DATASET RECORDS:

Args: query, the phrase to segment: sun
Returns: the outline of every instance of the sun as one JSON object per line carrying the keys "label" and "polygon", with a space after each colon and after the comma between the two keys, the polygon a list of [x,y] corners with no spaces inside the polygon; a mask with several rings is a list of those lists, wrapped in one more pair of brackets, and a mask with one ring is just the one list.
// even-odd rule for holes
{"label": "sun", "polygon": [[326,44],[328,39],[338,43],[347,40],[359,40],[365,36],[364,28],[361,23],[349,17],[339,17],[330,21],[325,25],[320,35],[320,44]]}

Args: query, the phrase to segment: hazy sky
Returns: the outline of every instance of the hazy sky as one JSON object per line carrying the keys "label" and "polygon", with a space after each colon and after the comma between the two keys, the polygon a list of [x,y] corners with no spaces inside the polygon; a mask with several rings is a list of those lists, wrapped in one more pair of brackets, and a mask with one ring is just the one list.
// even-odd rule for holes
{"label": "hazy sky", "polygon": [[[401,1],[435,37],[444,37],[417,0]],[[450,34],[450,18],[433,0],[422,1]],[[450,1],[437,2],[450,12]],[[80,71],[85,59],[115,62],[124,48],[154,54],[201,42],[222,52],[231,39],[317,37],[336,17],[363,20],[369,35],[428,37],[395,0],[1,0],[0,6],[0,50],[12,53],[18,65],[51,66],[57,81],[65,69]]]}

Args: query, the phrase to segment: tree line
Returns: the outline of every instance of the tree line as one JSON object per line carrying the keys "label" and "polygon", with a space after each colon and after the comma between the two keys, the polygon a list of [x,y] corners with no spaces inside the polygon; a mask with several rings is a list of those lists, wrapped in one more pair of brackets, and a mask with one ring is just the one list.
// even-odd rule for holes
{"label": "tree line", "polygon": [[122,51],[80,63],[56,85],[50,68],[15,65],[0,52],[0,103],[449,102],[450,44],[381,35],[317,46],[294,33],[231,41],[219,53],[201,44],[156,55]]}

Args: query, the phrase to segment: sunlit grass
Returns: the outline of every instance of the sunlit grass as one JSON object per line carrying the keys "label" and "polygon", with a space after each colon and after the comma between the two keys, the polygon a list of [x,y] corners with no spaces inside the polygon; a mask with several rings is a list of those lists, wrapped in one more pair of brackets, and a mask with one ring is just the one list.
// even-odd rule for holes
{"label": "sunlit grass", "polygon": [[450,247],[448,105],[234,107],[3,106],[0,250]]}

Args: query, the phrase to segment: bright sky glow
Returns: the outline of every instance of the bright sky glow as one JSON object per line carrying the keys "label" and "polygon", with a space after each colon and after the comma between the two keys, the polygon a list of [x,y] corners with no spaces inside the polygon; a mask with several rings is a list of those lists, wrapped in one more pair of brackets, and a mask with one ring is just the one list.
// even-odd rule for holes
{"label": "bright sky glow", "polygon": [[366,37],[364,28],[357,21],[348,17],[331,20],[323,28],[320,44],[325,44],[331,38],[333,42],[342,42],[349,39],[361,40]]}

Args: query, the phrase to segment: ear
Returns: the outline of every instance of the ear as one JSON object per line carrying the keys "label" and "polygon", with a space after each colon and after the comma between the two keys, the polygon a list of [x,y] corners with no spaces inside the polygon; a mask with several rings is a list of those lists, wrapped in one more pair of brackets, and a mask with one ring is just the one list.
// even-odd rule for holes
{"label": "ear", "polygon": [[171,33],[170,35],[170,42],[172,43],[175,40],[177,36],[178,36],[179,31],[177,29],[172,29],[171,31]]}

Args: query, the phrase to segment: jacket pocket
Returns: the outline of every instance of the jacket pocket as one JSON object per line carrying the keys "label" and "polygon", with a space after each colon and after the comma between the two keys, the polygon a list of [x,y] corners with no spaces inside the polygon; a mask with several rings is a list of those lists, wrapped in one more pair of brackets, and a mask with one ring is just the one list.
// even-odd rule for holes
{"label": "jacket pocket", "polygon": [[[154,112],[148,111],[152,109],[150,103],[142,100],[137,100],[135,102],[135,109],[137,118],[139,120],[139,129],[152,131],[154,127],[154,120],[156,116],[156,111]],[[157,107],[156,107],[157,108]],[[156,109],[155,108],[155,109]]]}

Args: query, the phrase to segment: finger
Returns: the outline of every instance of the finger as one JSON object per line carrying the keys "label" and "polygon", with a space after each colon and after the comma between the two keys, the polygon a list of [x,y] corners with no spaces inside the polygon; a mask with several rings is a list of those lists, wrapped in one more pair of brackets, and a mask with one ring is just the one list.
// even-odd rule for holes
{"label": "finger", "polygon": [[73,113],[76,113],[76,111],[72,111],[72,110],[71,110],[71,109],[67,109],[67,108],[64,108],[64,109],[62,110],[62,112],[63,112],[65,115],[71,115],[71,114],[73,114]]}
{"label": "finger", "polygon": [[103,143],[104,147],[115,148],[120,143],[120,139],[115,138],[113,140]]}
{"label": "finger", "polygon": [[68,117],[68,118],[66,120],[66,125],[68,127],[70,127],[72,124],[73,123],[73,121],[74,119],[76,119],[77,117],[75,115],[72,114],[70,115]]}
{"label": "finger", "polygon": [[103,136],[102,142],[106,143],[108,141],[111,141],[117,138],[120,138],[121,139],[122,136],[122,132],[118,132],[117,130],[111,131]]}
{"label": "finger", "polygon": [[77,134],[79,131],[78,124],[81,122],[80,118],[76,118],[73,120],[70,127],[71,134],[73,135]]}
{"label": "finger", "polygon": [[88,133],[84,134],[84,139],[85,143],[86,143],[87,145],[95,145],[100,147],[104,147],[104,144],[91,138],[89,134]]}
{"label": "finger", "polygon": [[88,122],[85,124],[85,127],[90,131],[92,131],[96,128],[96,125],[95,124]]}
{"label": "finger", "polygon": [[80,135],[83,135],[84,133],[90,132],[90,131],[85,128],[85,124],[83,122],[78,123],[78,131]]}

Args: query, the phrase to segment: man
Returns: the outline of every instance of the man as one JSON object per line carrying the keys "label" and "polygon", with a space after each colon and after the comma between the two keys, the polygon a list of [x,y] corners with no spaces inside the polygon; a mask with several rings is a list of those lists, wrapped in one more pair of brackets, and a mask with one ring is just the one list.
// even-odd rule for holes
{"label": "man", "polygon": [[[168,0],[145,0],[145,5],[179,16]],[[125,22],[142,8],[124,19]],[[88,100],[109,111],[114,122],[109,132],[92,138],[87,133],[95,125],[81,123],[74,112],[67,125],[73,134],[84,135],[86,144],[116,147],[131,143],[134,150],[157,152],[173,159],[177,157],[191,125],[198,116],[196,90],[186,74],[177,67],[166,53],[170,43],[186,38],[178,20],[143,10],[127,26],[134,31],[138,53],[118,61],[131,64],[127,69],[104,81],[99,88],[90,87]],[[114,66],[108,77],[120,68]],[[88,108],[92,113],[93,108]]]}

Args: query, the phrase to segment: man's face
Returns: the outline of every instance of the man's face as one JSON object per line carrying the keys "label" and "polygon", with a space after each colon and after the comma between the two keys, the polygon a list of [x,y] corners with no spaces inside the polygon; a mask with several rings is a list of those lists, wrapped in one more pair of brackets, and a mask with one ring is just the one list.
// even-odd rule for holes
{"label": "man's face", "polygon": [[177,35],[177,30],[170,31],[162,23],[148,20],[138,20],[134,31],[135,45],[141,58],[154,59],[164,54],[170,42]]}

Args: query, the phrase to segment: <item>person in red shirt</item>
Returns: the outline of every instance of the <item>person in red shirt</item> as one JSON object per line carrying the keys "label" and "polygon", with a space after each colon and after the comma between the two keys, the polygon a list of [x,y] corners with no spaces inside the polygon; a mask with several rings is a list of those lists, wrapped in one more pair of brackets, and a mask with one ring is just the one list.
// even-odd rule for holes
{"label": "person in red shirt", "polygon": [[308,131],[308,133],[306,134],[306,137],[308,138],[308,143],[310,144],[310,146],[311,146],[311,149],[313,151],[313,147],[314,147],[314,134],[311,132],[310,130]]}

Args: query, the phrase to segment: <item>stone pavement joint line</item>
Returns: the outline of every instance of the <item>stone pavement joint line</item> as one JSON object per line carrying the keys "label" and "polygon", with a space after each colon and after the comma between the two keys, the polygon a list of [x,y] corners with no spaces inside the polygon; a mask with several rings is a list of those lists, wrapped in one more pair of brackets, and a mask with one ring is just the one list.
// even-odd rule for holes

PROMPT: Copy out the lines from the one containing "Args: query, the phrase to segment: <item>stone" up to and including the last line of the items, substituting "walkway" for "pavement" and leaving everything else unchanged.

OUTPUT BELOW:
Args: query, the phrase to segment: <item>stone walkway joint line</item>
Returns: the outline of every instance of the <item>stone walkway joint line</item> as one JSON object per line carrying the keys "label" and "polygon", with a space after each colon and after the comma between the two keys, the polygon a list of [x,y] corners with no spaces inside the polygon; a mask with several rings is a list of those lists, wrapped in one more pair of brackets, and a mask with one ring is just the one list.
// even-odd rule for holes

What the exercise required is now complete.